Each line holding the word "instance" must appear in the answer, copied from the entries.

### MATERIAL SHOWN
--------------------------------
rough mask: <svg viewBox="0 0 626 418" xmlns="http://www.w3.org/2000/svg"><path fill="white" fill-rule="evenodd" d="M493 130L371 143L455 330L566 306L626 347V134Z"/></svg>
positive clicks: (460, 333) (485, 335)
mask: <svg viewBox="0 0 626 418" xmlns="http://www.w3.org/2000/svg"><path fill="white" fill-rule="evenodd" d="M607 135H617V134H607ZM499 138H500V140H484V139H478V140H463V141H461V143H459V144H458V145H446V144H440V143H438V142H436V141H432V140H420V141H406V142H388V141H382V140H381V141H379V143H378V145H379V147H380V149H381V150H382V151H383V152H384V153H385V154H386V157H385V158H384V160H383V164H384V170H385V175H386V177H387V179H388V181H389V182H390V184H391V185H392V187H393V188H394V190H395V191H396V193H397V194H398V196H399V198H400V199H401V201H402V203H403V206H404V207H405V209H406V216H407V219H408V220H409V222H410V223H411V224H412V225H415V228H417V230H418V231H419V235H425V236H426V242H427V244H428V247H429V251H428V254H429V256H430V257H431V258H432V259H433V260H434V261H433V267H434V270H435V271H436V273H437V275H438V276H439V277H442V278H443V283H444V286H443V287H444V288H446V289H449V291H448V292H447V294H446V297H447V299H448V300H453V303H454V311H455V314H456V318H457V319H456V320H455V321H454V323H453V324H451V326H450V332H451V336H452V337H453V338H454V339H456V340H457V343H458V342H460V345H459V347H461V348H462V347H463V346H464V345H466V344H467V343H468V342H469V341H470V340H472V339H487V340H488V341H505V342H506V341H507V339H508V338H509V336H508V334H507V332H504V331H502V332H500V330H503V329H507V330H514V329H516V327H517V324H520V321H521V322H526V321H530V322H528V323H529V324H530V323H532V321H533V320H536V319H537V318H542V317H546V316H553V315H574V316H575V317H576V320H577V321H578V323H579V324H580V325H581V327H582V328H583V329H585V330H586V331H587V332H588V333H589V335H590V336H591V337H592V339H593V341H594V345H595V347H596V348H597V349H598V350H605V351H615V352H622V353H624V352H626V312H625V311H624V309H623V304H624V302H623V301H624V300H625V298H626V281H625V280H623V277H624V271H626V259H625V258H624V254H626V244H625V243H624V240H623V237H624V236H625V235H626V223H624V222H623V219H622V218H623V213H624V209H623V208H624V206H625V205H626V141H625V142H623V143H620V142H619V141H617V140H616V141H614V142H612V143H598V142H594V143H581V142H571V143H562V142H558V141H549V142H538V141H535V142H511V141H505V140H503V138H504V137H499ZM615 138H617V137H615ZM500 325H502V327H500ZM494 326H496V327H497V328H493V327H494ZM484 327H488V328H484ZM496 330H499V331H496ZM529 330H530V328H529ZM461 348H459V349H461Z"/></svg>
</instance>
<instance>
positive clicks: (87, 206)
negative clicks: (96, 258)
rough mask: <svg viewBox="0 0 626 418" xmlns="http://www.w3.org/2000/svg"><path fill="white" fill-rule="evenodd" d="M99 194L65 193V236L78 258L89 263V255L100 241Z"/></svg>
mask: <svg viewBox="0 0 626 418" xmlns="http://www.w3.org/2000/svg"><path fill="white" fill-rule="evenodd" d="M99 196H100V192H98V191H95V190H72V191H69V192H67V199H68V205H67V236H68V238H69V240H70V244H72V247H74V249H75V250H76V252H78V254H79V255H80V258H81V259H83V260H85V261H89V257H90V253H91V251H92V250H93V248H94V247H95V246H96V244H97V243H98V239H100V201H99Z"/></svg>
--------------------------------
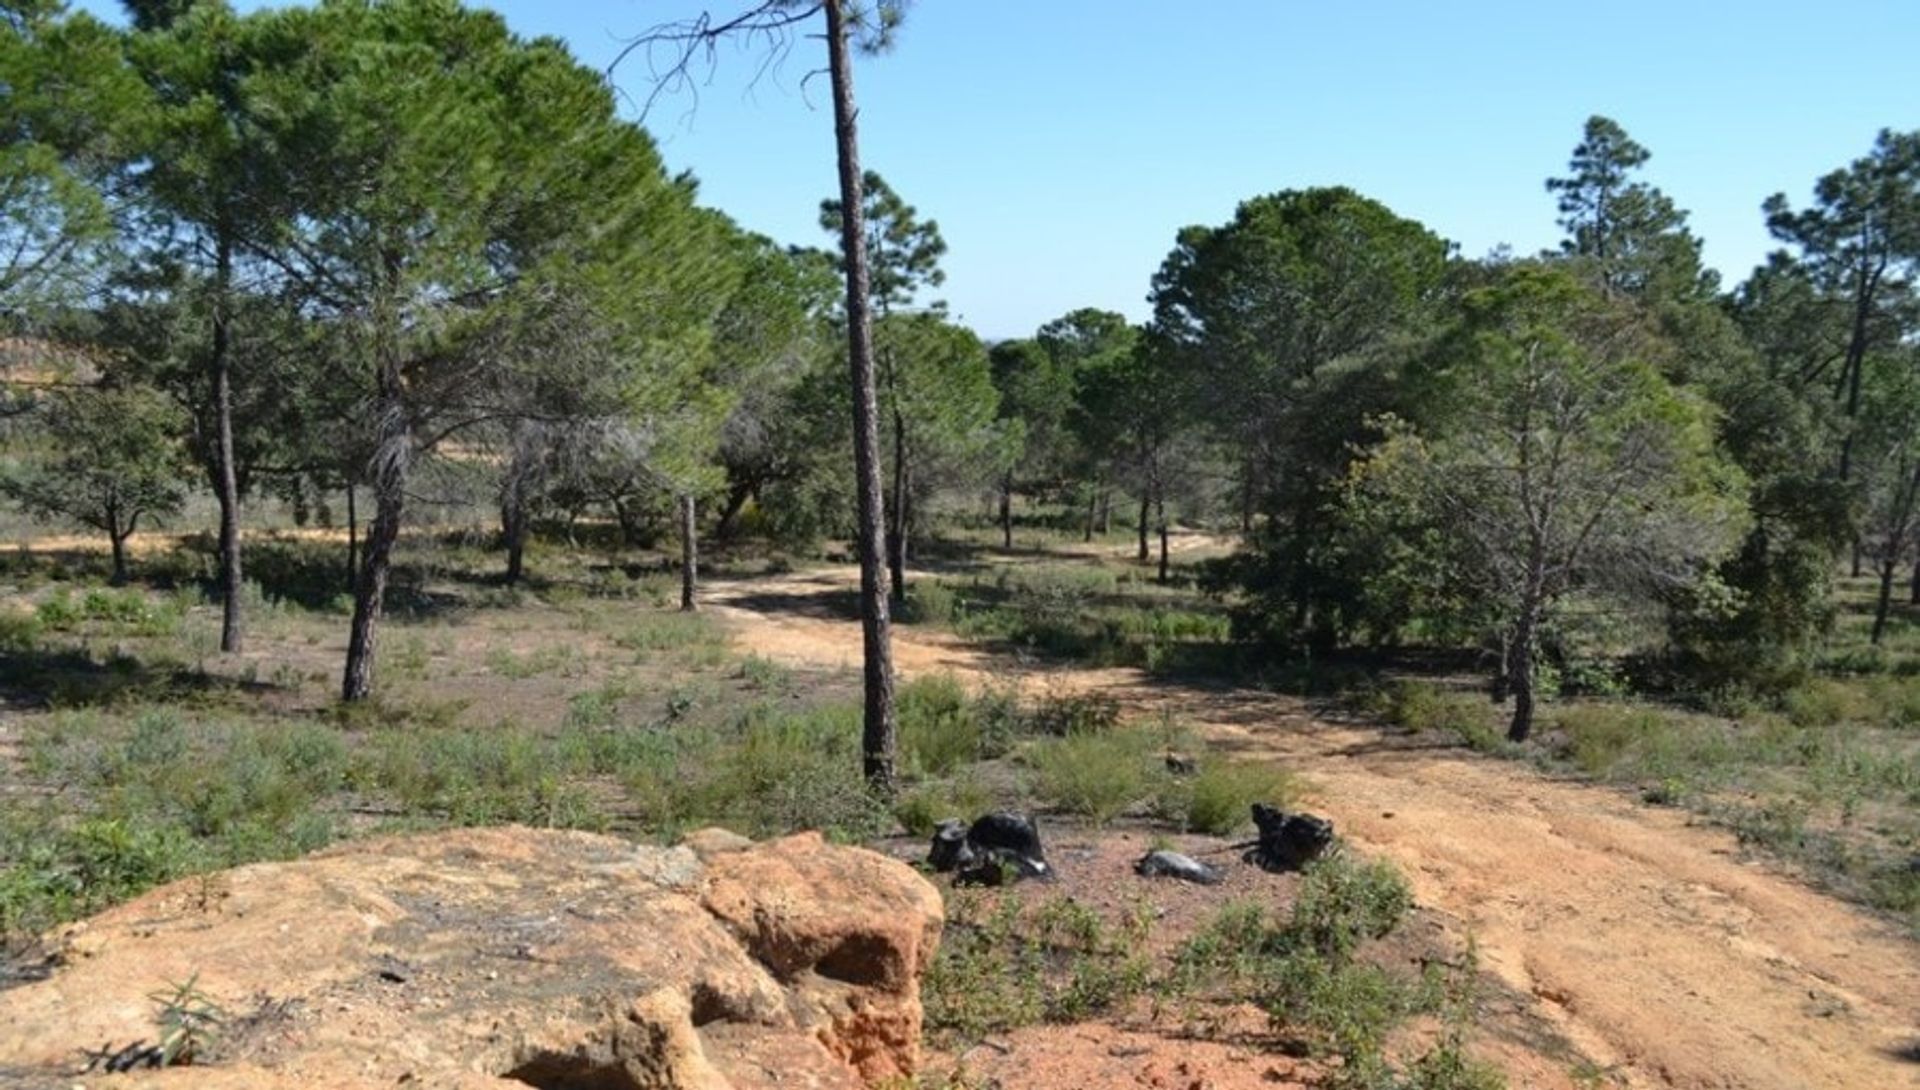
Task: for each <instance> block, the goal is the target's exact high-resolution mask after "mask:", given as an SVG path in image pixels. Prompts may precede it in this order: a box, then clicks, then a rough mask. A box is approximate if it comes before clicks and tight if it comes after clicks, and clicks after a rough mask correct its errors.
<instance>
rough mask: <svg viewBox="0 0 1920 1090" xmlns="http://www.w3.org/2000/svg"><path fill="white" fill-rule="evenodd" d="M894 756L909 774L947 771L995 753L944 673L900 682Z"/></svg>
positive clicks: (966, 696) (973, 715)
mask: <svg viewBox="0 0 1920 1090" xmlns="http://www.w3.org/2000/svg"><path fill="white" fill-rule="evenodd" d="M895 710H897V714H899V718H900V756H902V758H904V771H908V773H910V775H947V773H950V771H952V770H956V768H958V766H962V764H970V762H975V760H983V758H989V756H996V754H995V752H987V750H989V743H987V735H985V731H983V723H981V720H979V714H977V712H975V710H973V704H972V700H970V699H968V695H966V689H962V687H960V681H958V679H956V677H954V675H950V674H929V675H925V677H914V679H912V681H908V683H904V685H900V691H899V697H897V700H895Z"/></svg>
--------------------------------
### SOLUTION TO THE EXERCISE
</instance>
<instance>
Task: for each <instance> block, the goal is the target's exact high-resolution mask after "mask:", given as an SVG path in image pixels. Prompts may precede it in this order: a box, then clicks, then a rough mask. A box is approximate if it comes before clicks and tight if it comes after clicks, and clicks after a rough mask correct its errors.
<instance>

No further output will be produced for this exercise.